*EXERCISE INSTRUCTIONS*
Omit the pictures, then write out every entry exactly as it reads.

*EXERCISE INPUT*
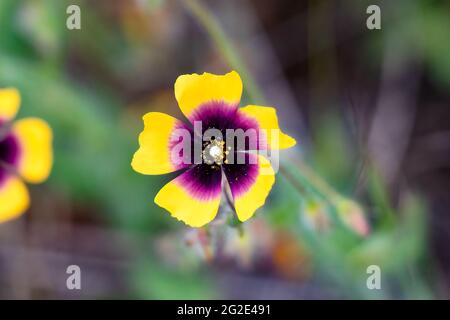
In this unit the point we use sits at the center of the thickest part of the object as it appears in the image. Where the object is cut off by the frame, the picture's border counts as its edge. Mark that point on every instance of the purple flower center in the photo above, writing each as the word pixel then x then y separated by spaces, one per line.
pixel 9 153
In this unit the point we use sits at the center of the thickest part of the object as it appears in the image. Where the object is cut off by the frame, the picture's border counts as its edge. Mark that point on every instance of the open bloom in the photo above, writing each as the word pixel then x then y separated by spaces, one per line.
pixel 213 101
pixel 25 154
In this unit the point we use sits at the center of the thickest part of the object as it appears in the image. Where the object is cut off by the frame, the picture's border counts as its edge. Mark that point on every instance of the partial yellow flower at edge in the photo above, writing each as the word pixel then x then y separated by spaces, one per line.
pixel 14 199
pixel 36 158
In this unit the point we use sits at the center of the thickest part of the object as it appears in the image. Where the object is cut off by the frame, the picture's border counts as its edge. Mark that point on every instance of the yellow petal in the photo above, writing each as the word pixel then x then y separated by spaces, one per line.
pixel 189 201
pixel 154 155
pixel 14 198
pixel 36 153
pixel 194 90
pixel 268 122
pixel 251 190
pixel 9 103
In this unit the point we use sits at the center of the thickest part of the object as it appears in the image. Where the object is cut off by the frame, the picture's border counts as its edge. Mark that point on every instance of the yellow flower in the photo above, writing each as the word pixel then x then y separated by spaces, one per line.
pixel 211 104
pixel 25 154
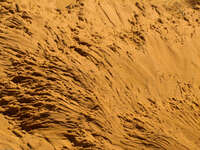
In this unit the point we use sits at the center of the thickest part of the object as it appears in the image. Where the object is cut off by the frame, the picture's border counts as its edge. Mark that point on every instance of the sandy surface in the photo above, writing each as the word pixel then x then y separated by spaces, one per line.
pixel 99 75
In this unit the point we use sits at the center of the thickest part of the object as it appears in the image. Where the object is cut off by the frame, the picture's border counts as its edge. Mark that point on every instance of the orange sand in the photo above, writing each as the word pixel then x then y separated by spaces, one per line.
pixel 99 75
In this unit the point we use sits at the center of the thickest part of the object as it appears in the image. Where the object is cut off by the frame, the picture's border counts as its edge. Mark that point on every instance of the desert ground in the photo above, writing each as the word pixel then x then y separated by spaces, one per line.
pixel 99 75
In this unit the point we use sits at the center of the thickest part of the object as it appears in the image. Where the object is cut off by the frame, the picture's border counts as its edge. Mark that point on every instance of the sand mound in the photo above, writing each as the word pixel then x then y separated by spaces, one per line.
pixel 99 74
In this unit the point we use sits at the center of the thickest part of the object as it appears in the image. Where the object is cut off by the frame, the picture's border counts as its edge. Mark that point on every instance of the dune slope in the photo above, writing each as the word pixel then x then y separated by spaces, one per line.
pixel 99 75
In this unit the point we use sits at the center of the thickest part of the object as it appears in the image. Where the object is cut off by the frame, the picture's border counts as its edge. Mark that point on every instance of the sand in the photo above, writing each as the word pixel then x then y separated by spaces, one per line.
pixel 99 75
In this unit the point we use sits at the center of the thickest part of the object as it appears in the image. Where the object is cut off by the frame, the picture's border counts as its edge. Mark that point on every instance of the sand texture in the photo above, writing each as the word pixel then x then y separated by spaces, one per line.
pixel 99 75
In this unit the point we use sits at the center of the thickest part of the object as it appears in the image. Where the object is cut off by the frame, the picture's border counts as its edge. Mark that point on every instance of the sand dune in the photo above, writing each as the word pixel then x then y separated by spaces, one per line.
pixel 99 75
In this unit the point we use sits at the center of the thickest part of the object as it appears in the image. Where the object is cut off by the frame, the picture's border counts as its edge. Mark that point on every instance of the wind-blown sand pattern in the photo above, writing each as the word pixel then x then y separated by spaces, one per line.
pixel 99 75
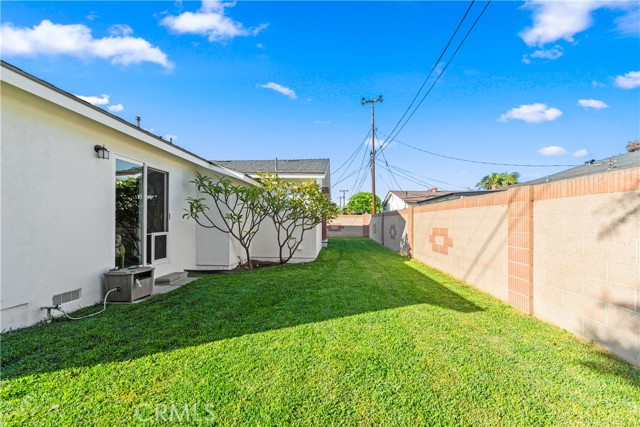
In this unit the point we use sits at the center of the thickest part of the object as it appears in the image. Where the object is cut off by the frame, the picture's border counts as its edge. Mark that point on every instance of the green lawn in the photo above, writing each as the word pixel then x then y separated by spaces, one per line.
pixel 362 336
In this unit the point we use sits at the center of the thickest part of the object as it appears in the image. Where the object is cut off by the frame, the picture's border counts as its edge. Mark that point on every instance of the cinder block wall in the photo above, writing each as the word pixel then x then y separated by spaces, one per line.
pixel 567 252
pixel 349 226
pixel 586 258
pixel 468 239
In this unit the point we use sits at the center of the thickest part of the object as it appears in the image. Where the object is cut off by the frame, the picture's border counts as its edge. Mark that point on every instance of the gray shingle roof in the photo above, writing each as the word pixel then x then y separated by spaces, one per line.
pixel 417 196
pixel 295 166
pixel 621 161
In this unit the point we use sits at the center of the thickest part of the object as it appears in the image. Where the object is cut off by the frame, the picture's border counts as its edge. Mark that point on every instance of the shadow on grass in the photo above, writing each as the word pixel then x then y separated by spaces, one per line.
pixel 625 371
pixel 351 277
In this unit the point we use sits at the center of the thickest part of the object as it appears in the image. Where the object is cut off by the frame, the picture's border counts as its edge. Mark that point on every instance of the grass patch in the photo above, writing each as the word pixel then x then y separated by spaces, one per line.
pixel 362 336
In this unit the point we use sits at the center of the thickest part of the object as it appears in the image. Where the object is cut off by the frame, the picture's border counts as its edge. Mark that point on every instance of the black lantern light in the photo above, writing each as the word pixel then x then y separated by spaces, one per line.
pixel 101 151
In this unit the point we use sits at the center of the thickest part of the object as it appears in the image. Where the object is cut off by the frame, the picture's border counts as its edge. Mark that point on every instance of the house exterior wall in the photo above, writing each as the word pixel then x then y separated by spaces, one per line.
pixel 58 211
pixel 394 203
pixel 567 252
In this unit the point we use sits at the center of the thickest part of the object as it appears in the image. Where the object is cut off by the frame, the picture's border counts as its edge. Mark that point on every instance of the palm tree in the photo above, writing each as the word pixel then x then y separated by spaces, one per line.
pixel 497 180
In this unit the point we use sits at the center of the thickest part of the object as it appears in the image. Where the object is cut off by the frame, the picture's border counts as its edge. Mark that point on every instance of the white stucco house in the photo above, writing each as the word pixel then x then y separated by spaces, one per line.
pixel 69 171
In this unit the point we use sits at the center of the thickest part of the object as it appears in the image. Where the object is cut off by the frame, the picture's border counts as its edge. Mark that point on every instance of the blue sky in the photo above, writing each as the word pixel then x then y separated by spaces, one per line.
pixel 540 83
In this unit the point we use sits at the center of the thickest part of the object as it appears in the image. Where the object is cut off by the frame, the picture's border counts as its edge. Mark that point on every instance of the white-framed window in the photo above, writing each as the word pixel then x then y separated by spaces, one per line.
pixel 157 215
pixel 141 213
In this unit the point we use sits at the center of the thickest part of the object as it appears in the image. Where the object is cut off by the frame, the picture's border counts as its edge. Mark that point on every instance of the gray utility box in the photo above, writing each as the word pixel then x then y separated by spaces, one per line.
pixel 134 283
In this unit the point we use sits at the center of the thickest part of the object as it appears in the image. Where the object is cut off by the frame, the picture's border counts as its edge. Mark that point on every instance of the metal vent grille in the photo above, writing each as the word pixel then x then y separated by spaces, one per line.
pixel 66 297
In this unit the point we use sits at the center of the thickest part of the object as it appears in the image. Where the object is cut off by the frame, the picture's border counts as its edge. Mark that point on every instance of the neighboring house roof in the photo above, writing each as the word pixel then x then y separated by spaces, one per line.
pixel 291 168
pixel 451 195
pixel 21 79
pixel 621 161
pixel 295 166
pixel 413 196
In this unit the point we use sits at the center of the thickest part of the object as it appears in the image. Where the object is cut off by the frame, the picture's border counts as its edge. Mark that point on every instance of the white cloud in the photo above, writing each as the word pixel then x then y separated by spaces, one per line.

*SOLUTION*
In this unit the point we use sits at the center of the thickest part of the object as it appears in the image. Where the object is cut off by the frame, the picture's border counts as its edge. Mark that point on every instance of the purple flower center in the photo above, writing each as the word pixel then x then y separated by spaces, one per line.
pixel 9 153
In this unit the point we use sits at the center of the thickest part of the object as it appears in the image. Where the object is cut off by the frame, the picture's border counts as its edge. Mark that point on every instance of the open bloom in the photo above, writing each as the word pixel then x then y separated by spaces, one per line.
pixel 213 101
pixel 25 154
In this unit the point we use sits at the center of the thickest part of the object as it appears in the image. Where the object is cut off by the frame, the picture's border counts as its edge. Mark that point on every instance of the partial yellow flower at edge in the photo above, writing each as the word pixel then x then y separated by spaces, one per line.
pixel 14 199
pixel 36 158
In this unit the point we use sits at the center of the thickest part of the object as it appears in the image. Where the object is cut off by the frame, the picture's border counts as its edge. Mark that point on every instance of the yellow petal in the photo above, writing each as the word pixel then x then y separated by spaces, one per line.
pixel 189 201
pixel 154 155
pixel 14 198
pixel 36 153
pixel 194 90
pixel 268 122
pixel 251 190
pixel 9 103
In this unit the point we use sits at the center of the thickest part of the object as it appears in the image. Where the object is cut off by the frame, the picture's border counts as its edge. Mark that point on every instance of the yellow flower in the photo above, writing each as the word pixel then x then y separated by spaces, one per line.
pixel 211 104
pixel 25 154
In this unit the point we use sits at the center of the thickest part of the object as it appears in the image. Where the object is cut off by the frame, the picture's border counts as its edge. Mark that point on every instance of the sandy surface in the photo above, writing each as the word pixel then x then y separated by spaces, one per line.
pixel 99 75
In this unit the point we use sits at the center of the thickest part of the object as it appears in the image. Where the object is cut off by the frame, the picture's border counts as its edge. Mark that point on every instance of the orange sand in the photo above, writing each as the word pixel then x then y separated by spaces, one per line.
pixel 99 75
In this unit the point we use sits at the center of the thickest part of the object as it appears in the image. Where the object is cut off by the frame, the picture's border counts as its edge. Mark that point on every instance of the desert ground in the photo above, writing each as the word pixel then x then y separated by spaces, one per line.
pixel 99 75
In this unit the point we use sits at the center of the thickest part of the object as it appears in the image. Where the object is cut off by the frame, the picture's border counts as its edge. Mark that point on every instance of the sand mound in the photo above, writing each as the word pixel then x then y separated by spaces, one per line.
pixel 99 74
In this unit the point we use sits at the center of the thickest part of the object as it appears in the image. Where the object is cut off by the frame, the picture's border counts as its edge. Mark that point on every instance of the dune slope in the photo above, writing each as the word pixel then x then y separated by spaces, one per line.
pixel 99 75
In this unit the point we use sits at the center of the thickest part of the object as it appears in the image. Where the object is cut off by the frame, the picture's border counts as its edge. Mark that point on every instance of the sand in the photo above, writing each as the word pixel then x then y separated by spaces, one per line.
pixel 99 75
In this unit the point we use sits at the center of the thickest part of the object as it appears in the image. Where the object is cut off by the frame, the picture's border counts as its edge. Mark that point on every instance of the sand texture in the photo above, writing each as the word pixel then x then y separated by spaces, one per line.
pixel 99 75
In this unit the point we use sits at the center of the thickest part of the object as it appears in the image. Where the object is cut off by the frame, the picture's border counts as its edge. Mark that point on every instance of the sand dune in the photo above, writing each as the word pixel then x then y separated by spaces, one per line.
pixel 99 75
In this unit the point we use sits at the center of the thickest part of the object as it appears in the image. Where the object is cut off by the frame, the picture's border counts as its edge. Mark that point on every instance of the wind-blown sand pattern in the photo above, writing each as the word pixel then x then y separated by spaces, one per line.
pixel 99 75
In this unit the point we use sits at the center of the thickest part of the object as it appears in the image. Where the object is cut off by the frame, the picture's border counts as its edge. Mark that point on every instance of the green lawn in the photo above, writing each as the word pixel then x then y separated by spaces, one per line.
pixel 362 336
In this unit the point we use sits at the center of the thickest part of the object as it appears in the image. Where the object is cut off by the frame, the picture's border counts as its edge. Mark that point on every instance of the cinder block wall in the photo above, writing each as the word pixel then x then y separated by spaces, one per line.
pixel 567 252
pixel 349 226
pixel 586 258
pixel 468 239
In this unit the point we use sits at the center of the thickest part of the object as it appears in the image. Where the object is cut off by the frame, the picture's border counts as its edge. Mark that point on every instance of the gray shingle roof in the photo above, writing each as the word pixel then x then y separated by spaces, one per line.
pixel 417 196
pixel 295 166
pixel 621 161
In this unit the point we use sits at the center of the thickest part of the object as it appears in the image. Where the object is cut off by the frame, the picture's border counts as its edge. Mark that point on every instance of the shadow on grass in the photo above, writing each as the word pixel then x then y separated by spaces, one per line.
pixel 625 371
pixel 351 277
In this unit the point we use sits at the center of the thickest part of the object as it appears in the image. Where the object is cut off by the frame, the picture's border counts as its edge. Mark that point on every instance of the grass patch in the photo above, writing each as the word pixel then x then y separated by spaces, one per line.
pixel 362 336
In this unit the point we use sits at the center of the thickest part of the object as it appears in the image. Where the object is cut off by the frame, the picture's border counts as its edge. Mark that point on every instance of the black lantern light in the photo above, writing each as the word pixel then x then y separated by spaces, one per line.
pixel 101 151
In this unit the point we use sits at the center of the thickest part of the object as it appears in the image. Where the object is cut off by the frame, the picture's border counts as its edge. Mark that point on every instance of the house exterior wall in the photo above, writing each as the word pixel then x then y separated by spaces, one per line.
pixel 58 211
pixel 394 203
pixel 567 252
In this unit the point we use sits at the center of the thickest part of the object as it appears in the image. Where the object is cut off by the frame, the picture's border counts as its edge. Mark that point on every instance of the palm tree in the photo above, writing each as the word pixel then x then y separated by spaces, one per line.
pixel 497 180
In this unit the point we use sits at the center of the thickest part of the object as it appears in the image. Where the object is cut off by the frame, the picture's border counts as its edge. Mark that point on every instance of the white stucco house in the photo above, writing each as the word pixel then x then y separated by spaces, one per line.
pixel 69 171
In this unit the point we use sits at the center of the thickest part of the object as it appears in the image. Where the object is cut off by the frame, the picture's border counts as its edge. Mark that point on every instance of the blue sky in the photo above, writing each as the word pixel then x then y separated by spaces, one per line.
pixel 540 83
In this unit the point we use sits at the center of the thickest part of the object as it appears in the image. Where the object is cut off by the frame, the picture's border counts as its edge. Mark that point on every instance of the white-framed window in the photo above, writing each as the word pixel then x then y separated by spaces, one per line.
pixel 157 215
pixel 141 213
In this unit the point we use sits at the center of the thickest part of the object as it appears in the image. Where the object is cut off by the frame, the picture's border counts as its edge. Mark that point on every instance of the gray utility box in the photo above, writing each as the word pixel then x then y separated by spaces, one per line.
pixel 134 283
In this unit the point we use sits at the center of the thickest part of the object as it appears in the image. Where the object is cut off by the frame, the picture's border counts as its edge. Mark that point on every instance of the metal vent grille in the photo above, writing each as the word pixel then x then y separated by spaces, one per line.
pixel 66 297
In this unit the point we use sits at the center of the thickest part of the object as it appears in the image. Where the object is cut off by the frame, the picture's border counts as its edge. Mark that point on every instance of the neighboring house roof in the photo above, writing each as the word pixel then x then y separated by spaces, one per line.
pixel 291 168
pixel 451 195
pixel 21 79
pixel 621 161
pixel 295 166
pixel 413 196
In this unit the point we use sits at the center of the thickest part of the object as it appears in the image. Where the object is cut off by the frame, the picture's border counts as its edge. Mark that point on every instance of the white cloud in the photo above, writing each as the word pixel then x then y separated by spaces, one per line.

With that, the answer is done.